===== PAGE TEXT
23 October 2020
The United Nations, 75 Years Young: Engaging Youth Social Entrepreneurs to Accelerate the SDGs
Photo Credit: Tom Barrett / Unsplash
story highlights

The UN enjoys a lifespan almost equal to the world’s improved average life expectancy, but its future lies with those who have recently embarked on theirs: our young people.

We must do more to truly realize the transformative potential of young entrepreneurs.

In Asia and the Pacific, the UN family’s anniversary event will bring together young social innovators and entrepreneurs whose ideas, platforms, and businesses have made an impact.

By Armida Salsiah Alisjahbana

This year, the United Nations is marking its 75th anniversary. In Asia and the Pacific, this milestone marks extraordinary economic and social progress. While the Organization enjoys a lifespan almost equal to the world’s improved average life expectancy, the future lies with those who have recently embarked on theirs: our young people.

As they continue breaking ground with entrepreneurial spirit to address defining issues of our time like climate change, technology, and inequality, our investments in them can win the battle for sustainability.

Young entrepreneurs have been a source of innovation and economic dynamism, creating jobs and providing livelihoods to millions. To achieve and accelerate action on the Sustainable Development Goals (SDGs), we urgently need their expertise and voices to solve social and environmental challenges, while creating economic opportunities.
==========
WHAT YOU SHOULD DO: Please retype the part of the UN anniversary article that opens with the words containing "This year, the" and closes with "creating economic opportunities.".
===== DATASET RECORDS
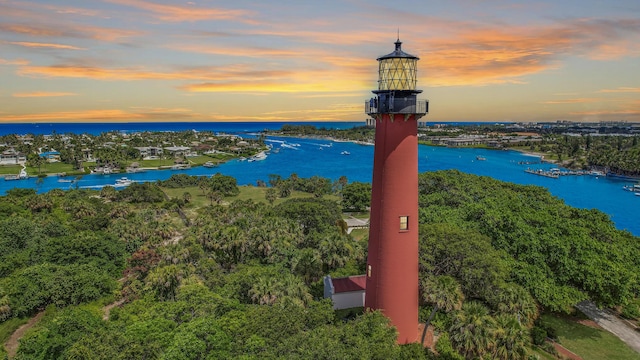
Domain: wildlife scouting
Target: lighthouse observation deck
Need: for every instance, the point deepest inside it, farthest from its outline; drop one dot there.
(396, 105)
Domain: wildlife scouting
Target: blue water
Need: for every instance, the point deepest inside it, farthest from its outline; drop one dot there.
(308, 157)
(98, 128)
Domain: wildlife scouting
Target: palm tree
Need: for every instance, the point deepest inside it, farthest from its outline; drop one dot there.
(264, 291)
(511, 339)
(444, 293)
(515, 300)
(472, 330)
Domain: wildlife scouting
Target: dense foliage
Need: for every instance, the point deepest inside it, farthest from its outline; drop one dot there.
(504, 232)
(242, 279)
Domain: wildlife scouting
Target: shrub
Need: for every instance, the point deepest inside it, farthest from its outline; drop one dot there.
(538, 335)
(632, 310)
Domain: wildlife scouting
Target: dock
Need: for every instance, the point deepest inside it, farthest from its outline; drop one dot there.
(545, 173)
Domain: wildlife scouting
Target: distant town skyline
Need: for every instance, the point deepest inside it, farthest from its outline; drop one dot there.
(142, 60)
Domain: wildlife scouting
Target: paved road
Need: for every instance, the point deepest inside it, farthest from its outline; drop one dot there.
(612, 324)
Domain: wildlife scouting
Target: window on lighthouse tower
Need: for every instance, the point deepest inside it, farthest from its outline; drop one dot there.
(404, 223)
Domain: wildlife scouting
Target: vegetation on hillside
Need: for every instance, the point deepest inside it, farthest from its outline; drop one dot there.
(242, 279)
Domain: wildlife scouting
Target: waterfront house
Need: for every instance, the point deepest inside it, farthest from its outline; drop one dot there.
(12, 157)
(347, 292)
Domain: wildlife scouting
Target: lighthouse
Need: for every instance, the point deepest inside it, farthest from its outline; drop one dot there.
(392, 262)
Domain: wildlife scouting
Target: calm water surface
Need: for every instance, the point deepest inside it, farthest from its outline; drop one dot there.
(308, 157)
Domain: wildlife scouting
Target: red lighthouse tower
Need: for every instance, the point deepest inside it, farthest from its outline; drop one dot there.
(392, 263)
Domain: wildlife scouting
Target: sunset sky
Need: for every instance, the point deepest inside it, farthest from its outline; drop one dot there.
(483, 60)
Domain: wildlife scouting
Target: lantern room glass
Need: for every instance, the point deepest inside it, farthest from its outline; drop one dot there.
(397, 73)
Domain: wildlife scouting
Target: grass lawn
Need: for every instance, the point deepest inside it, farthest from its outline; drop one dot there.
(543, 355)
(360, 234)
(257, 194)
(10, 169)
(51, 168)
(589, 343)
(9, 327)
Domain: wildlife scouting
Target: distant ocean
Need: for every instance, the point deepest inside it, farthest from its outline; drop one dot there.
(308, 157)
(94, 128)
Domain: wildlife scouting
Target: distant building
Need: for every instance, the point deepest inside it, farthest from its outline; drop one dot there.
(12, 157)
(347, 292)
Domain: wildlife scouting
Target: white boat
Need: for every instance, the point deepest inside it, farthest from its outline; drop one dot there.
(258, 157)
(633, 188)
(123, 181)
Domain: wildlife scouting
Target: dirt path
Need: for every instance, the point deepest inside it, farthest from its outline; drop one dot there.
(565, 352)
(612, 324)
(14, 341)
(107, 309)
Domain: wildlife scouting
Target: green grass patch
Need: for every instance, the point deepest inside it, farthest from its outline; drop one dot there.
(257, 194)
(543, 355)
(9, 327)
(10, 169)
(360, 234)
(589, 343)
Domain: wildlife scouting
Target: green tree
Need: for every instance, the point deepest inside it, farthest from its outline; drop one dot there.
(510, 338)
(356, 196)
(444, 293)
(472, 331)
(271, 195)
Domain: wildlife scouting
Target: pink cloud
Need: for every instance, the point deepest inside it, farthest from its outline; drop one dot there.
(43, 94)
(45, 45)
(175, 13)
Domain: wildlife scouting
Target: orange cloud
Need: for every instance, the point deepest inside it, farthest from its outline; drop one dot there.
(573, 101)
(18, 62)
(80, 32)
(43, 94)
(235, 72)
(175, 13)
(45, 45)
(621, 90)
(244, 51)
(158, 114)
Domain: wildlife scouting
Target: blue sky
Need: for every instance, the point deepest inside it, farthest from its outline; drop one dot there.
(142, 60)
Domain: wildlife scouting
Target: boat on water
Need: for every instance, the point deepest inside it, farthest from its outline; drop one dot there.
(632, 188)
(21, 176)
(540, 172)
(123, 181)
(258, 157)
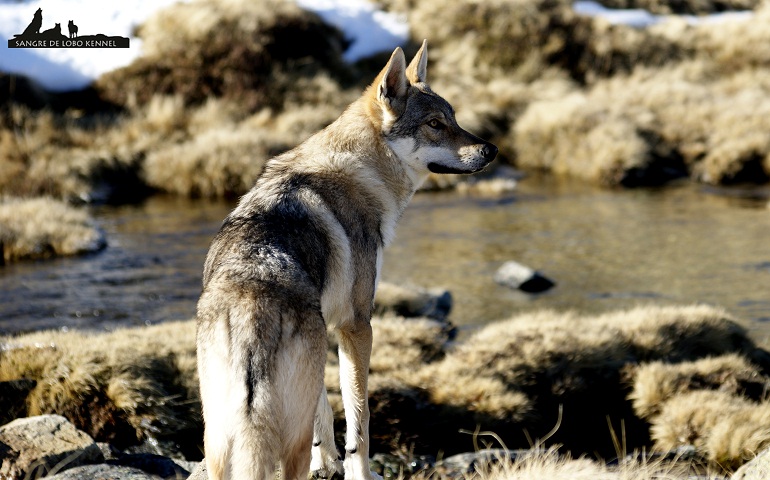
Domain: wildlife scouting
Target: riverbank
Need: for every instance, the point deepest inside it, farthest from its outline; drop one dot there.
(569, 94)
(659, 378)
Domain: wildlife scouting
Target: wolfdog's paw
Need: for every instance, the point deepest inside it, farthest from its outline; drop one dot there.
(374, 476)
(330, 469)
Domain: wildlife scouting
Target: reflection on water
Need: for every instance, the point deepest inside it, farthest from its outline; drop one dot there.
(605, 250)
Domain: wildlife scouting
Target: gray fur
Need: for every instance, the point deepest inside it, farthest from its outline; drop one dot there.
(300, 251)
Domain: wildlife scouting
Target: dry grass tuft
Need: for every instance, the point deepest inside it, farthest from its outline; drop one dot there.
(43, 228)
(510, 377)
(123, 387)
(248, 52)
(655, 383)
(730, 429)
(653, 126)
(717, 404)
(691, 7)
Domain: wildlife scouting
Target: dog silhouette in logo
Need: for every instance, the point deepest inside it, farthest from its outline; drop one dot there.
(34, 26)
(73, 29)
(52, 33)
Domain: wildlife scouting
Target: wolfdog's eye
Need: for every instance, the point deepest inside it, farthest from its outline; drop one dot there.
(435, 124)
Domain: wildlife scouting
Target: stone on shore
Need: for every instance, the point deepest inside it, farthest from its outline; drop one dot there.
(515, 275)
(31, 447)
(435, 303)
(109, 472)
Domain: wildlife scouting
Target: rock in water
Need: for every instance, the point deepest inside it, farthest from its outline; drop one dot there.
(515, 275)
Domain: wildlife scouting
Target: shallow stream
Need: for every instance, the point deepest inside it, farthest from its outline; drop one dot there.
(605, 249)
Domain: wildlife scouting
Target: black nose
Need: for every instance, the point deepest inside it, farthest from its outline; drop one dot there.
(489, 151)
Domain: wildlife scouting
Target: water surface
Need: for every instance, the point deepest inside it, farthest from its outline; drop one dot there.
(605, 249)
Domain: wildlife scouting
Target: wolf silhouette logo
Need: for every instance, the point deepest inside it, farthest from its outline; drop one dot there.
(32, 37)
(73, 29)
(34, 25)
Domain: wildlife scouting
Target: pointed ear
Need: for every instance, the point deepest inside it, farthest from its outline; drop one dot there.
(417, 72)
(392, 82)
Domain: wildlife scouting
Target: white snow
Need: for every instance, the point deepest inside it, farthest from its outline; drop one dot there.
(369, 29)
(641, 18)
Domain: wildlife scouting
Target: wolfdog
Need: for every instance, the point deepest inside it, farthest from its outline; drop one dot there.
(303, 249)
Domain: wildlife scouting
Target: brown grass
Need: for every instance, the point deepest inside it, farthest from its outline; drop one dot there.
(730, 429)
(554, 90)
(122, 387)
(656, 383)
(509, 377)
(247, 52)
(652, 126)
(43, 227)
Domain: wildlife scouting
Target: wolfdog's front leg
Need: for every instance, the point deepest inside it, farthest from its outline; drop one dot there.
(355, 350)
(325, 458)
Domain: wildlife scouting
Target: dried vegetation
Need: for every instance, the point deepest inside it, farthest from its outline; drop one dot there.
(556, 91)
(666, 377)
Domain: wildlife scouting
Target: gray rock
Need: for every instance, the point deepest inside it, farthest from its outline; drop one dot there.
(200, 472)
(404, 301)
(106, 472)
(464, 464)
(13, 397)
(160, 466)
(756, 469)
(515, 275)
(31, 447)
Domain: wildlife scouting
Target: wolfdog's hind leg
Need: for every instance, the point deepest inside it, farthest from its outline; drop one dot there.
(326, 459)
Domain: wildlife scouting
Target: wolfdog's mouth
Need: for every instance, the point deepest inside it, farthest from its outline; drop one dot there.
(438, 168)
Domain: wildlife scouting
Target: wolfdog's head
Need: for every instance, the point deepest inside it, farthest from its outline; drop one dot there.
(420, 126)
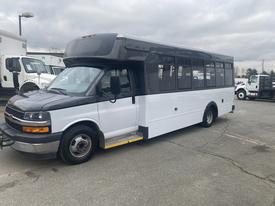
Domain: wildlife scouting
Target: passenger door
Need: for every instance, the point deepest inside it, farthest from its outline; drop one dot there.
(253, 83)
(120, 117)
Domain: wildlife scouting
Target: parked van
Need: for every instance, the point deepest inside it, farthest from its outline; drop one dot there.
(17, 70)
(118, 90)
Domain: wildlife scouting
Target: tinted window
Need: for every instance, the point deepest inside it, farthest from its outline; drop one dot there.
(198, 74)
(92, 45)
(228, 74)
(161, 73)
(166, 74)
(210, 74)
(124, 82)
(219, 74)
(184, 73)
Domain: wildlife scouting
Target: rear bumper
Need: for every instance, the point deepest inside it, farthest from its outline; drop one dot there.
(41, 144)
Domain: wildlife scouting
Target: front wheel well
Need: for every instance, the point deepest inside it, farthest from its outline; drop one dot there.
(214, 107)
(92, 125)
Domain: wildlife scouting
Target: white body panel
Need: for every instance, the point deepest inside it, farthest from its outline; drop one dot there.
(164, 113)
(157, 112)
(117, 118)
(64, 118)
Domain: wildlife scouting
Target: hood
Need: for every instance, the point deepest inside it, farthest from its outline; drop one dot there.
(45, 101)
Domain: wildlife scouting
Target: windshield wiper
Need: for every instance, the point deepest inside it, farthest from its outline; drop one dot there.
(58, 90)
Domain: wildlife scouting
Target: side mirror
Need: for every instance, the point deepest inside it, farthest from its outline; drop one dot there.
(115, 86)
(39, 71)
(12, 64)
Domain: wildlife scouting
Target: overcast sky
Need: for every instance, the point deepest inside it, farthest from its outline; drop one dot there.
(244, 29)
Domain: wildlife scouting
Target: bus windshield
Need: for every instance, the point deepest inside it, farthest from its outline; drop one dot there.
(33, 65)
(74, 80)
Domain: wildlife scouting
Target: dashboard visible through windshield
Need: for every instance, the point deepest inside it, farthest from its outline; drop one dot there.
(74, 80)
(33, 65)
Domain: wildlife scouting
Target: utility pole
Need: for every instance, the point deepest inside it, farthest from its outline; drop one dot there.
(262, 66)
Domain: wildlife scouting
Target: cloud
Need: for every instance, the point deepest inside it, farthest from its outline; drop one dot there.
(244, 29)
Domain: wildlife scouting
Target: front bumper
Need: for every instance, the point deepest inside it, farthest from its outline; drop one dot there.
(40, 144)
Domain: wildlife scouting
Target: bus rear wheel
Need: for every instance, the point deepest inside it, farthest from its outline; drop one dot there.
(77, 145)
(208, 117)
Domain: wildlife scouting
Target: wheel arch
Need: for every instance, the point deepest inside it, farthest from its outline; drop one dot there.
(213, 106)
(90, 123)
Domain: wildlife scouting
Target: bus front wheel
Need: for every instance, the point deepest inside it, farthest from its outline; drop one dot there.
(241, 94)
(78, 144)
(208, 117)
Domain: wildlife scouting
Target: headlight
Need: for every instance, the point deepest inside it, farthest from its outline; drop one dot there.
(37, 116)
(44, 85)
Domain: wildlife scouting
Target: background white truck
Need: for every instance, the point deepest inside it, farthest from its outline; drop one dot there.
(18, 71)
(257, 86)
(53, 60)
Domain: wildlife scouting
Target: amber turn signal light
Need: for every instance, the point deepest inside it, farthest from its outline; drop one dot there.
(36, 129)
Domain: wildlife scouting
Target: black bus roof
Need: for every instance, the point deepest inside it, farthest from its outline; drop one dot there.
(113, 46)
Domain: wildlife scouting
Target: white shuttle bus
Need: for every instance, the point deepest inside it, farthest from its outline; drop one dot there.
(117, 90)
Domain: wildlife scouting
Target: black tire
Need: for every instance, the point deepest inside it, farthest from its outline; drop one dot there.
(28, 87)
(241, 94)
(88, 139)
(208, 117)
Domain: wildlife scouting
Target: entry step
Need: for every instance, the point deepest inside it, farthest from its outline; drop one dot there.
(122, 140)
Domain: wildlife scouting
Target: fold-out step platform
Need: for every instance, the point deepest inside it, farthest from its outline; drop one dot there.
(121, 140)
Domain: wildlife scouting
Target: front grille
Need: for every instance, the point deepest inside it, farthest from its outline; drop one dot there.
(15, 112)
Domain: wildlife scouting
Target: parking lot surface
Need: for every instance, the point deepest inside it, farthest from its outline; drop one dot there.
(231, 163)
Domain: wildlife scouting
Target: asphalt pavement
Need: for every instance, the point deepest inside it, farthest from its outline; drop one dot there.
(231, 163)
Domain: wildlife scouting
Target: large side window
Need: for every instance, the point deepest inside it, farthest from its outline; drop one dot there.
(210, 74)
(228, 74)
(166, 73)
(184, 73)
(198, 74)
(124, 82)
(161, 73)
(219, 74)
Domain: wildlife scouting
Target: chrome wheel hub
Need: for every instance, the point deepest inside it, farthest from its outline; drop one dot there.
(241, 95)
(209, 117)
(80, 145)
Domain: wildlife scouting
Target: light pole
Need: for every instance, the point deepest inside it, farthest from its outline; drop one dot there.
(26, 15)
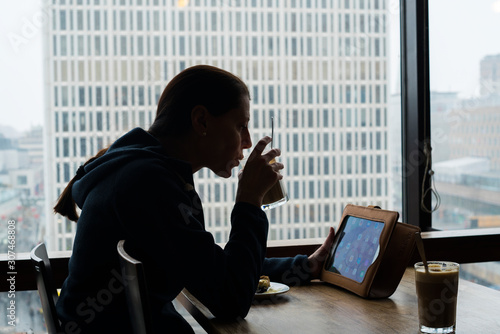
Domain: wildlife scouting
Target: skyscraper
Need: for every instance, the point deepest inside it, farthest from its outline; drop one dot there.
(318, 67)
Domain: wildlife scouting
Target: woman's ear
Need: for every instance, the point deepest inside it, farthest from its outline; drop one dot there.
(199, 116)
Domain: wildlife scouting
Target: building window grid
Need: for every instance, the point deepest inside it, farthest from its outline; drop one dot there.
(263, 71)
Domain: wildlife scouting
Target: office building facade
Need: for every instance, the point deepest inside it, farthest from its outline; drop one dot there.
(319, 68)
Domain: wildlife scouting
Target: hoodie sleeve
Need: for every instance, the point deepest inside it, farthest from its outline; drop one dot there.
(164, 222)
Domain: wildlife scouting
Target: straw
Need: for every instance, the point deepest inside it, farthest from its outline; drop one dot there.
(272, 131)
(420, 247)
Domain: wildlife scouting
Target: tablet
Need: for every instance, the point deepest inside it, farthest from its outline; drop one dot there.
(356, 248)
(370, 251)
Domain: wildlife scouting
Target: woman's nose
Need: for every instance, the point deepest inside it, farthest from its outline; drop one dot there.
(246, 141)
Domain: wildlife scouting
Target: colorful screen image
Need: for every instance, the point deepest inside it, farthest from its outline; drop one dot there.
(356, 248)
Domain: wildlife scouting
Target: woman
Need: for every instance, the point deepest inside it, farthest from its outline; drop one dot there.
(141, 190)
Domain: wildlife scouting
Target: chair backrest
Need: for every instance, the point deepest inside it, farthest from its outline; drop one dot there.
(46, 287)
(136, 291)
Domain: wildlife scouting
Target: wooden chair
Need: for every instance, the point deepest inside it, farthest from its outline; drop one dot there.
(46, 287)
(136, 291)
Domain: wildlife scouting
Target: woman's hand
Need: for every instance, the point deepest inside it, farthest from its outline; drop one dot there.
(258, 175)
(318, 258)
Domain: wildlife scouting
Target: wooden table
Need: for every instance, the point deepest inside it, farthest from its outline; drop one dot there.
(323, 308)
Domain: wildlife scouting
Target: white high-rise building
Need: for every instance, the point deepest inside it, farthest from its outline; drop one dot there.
==========
SOLUTION FOR THIS EXERCISE:
This year, the United Nations is marking its 75th anniversary. In Asia and the Pacific, this milestone marks extraordinary economic and social progress. While the Organization enjoys a lifespan almost equal to the world’s improved average life expectancy, the future lies with those who have recently embarked on theirs: our young people.

As they continue breaking ground with entrepreneurial spirit to address defining issues of our time like climate change, technology, and inequality, our investments in them can win the battle for sustainability.

Young entrepreneurs have been a source of innovation and economic dynamism, creating jobs and providing livelihoods to millions. To achieve and accelerate action on the Sustainable Development Goals (SDGs), we urgently need their expertise and voices to solve social and environmental challenges, while creating economic opportunities.